***** Data supplied
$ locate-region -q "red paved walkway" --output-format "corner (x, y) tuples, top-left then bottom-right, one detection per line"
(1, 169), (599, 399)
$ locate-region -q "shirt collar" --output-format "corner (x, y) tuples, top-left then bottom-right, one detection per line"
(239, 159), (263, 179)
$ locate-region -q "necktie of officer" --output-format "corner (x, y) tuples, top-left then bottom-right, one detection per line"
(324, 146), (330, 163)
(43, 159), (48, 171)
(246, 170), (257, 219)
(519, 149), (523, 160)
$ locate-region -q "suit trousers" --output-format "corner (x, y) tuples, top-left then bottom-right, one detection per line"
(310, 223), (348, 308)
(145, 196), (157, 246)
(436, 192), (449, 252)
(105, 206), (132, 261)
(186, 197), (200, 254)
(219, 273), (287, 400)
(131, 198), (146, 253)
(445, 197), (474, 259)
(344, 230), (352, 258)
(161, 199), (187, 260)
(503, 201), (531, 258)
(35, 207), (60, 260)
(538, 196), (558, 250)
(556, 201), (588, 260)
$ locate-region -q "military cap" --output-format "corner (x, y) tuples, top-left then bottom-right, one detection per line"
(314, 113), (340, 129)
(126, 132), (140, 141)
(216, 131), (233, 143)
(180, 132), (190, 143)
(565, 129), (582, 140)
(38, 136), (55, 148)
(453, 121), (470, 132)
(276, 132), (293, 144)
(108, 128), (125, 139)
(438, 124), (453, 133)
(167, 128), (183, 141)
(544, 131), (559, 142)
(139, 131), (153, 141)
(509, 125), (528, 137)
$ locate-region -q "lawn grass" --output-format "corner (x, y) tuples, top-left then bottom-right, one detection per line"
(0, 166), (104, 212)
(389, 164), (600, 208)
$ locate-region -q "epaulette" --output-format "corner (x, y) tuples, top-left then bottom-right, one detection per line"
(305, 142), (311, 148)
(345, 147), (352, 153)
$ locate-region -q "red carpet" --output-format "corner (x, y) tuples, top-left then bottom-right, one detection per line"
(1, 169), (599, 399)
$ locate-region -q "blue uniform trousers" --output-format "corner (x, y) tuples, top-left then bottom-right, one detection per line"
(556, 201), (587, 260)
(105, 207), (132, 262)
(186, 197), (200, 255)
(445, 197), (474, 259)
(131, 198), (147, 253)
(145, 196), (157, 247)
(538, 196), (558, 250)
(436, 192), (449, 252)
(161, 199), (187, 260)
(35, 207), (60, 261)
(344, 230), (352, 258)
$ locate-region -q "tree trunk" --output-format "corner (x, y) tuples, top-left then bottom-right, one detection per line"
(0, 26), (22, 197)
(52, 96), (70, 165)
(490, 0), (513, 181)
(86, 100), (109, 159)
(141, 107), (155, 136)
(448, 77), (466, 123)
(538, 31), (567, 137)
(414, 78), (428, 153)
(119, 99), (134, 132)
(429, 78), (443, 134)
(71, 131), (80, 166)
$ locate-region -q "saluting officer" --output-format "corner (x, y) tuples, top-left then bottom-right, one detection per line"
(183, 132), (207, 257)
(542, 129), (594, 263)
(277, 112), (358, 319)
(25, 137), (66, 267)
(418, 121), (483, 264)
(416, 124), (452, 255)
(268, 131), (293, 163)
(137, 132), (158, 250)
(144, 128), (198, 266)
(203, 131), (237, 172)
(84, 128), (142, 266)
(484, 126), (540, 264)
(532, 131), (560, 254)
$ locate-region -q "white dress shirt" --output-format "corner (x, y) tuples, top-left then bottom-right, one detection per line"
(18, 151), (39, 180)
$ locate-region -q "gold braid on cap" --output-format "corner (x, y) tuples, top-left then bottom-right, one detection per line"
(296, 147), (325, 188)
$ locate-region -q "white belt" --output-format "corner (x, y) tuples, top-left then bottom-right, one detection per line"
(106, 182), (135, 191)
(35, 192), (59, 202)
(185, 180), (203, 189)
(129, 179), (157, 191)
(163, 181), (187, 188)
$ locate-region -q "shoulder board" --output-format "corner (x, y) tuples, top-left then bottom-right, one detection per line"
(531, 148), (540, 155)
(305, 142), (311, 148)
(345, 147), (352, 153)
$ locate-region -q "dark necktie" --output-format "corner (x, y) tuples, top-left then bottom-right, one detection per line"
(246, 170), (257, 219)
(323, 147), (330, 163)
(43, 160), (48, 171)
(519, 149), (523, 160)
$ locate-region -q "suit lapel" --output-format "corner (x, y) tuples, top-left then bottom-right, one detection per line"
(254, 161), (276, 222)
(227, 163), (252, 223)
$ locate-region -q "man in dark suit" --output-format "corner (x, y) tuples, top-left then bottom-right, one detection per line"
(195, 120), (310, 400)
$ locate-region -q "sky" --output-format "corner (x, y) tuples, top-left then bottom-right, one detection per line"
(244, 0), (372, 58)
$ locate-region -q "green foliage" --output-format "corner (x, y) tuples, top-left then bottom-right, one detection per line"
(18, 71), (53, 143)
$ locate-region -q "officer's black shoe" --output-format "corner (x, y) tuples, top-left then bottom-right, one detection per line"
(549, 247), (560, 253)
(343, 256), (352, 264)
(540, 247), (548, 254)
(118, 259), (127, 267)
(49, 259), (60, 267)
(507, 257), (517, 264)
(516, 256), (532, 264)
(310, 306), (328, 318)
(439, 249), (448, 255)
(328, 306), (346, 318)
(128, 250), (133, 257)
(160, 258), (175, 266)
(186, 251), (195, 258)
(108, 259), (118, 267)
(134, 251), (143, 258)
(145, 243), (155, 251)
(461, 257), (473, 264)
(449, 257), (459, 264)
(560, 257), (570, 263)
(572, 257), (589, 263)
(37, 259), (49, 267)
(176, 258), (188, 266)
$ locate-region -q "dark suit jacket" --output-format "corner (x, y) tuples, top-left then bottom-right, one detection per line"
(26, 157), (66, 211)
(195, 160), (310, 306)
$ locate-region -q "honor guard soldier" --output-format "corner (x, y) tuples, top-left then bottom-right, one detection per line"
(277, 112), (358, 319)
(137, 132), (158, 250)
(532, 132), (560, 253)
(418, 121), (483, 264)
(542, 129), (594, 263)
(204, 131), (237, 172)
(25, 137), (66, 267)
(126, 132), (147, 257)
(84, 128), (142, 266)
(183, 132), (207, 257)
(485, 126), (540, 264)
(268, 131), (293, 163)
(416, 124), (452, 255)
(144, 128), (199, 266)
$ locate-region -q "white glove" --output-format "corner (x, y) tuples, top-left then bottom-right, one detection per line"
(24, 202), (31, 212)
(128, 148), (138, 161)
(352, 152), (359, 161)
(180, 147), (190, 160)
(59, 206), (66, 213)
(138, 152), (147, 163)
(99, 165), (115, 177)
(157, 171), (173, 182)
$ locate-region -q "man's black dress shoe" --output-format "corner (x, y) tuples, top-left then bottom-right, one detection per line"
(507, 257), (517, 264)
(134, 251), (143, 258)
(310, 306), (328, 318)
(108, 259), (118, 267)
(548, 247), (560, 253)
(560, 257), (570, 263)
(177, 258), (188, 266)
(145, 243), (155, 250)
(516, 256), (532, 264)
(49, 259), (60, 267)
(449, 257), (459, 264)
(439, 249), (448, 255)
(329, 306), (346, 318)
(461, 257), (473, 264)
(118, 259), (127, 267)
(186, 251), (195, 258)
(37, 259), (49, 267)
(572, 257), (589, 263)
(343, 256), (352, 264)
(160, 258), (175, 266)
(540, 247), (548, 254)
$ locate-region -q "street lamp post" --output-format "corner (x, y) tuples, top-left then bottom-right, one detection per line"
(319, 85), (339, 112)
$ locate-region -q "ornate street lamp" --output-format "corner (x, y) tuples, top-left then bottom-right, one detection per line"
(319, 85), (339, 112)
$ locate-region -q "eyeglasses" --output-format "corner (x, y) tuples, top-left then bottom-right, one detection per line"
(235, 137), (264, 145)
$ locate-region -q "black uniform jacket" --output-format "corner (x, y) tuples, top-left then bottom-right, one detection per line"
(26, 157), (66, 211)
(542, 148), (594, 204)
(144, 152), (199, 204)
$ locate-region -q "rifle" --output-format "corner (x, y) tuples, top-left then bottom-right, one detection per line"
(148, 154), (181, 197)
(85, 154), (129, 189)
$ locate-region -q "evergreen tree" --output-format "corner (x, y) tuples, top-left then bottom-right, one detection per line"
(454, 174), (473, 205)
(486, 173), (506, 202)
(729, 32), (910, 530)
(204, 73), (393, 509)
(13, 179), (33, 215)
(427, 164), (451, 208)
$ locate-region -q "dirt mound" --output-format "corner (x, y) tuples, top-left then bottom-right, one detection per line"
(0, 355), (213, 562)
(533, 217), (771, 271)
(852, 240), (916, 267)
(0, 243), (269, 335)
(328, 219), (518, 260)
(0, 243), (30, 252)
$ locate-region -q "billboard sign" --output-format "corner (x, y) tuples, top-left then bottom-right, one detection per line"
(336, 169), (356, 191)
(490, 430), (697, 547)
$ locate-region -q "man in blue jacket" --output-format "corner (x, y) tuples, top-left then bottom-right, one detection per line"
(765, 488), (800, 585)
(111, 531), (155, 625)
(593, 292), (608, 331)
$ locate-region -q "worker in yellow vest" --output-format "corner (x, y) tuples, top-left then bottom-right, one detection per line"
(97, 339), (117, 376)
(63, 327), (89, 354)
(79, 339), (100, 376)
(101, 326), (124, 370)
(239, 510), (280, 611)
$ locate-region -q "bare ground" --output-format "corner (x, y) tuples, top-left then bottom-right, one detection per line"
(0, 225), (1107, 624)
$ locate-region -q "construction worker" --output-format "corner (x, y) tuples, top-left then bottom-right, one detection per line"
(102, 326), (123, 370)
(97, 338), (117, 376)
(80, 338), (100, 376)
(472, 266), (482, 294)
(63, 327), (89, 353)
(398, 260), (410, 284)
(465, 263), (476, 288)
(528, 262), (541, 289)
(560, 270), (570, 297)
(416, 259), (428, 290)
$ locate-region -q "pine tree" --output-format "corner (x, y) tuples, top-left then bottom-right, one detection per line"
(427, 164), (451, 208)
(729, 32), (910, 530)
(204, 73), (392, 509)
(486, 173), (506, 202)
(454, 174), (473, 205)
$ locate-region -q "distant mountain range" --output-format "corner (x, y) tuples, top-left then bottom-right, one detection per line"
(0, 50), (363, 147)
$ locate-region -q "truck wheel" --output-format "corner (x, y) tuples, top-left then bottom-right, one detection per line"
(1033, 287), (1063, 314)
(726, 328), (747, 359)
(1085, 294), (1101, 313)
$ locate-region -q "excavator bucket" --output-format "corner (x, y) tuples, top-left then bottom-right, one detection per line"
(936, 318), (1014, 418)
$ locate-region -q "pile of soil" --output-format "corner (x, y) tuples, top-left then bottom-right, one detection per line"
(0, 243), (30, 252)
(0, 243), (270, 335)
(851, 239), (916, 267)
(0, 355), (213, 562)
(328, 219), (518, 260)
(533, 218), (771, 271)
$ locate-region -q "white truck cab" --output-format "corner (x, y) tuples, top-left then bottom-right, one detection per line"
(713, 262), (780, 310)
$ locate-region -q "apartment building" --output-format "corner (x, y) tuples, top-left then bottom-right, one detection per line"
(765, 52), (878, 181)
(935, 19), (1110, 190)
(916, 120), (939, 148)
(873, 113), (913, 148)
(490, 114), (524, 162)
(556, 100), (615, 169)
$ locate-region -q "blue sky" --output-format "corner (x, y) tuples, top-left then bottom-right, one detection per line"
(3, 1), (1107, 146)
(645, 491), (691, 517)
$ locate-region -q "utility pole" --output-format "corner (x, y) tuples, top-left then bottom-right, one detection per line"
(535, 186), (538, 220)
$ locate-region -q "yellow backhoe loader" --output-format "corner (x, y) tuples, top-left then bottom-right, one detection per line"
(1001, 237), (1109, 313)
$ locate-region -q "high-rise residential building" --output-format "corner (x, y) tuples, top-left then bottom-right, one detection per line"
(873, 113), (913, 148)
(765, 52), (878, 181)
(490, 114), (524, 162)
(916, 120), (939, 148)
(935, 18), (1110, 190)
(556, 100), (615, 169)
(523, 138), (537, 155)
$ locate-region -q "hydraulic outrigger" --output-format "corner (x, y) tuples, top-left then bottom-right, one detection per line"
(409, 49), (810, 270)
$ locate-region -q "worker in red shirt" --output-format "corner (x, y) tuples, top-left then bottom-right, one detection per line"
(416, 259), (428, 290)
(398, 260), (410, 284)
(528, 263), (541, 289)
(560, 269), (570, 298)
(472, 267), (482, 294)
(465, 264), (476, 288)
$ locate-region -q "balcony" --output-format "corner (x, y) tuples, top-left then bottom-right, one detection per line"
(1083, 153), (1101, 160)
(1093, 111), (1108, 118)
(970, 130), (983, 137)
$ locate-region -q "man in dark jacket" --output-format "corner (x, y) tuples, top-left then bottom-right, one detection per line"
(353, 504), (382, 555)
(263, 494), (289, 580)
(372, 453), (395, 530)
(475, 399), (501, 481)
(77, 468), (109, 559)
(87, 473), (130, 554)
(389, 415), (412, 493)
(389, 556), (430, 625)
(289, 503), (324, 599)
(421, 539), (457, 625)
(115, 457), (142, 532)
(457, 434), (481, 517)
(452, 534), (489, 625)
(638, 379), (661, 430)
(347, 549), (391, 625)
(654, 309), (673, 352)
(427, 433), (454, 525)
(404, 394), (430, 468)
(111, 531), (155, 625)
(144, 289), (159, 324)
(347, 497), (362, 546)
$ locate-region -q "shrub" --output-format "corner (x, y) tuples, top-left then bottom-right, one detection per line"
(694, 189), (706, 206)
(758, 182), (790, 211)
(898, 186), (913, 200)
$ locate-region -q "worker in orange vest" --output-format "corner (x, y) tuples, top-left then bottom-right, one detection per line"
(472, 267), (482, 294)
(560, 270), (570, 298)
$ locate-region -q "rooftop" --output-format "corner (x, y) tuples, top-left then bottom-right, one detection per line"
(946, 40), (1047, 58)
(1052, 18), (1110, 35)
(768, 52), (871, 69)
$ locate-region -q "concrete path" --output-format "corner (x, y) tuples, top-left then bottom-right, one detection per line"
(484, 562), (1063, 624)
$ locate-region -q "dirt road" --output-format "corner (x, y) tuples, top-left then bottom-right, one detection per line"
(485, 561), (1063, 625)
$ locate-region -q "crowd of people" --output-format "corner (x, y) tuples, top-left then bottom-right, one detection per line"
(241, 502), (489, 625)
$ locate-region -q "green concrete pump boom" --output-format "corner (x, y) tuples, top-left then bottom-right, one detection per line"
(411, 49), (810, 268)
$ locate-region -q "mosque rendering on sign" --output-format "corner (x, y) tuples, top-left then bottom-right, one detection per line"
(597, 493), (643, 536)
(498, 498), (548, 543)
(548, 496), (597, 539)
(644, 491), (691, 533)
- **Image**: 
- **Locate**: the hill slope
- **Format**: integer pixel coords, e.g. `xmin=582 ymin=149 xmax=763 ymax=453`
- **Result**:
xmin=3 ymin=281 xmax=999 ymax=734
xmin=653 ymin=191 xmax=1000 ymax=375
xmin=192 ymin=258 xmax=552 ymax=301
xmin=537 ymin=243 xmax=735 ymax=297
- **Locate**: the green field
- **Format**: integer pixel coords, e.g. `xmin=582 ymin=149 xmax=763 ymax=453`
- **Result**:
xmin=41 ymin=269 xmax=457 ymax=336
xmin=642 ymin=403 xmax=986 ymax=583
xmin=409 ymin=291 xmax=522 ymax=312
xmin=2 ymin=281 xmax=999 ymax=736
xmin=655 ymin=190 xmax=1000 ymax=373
**********
[What you should do]: Every line from the line containing "- **Locate**: the hill slope" through the line containing "- **Locate**: the green field" in the records above must be retyped exactly. Leave out the rest.

[Response to the exercise]:
- **Locate**: the hill slope
- **Format**: integer pixel coords, e.g. `xmin=582 ymin=149 xmax=763 ymax=453`
- **Result**:
xmin=3 ymin=281 xmax=999 ymax=734
xmin=653 ymin=191 xmax=1000 ymax=375
xmin=192 ymin=258 xmax=552 ymax=301
xmin=537 ymin=243 xmax=735 ymax=297
- **Locate**: the green field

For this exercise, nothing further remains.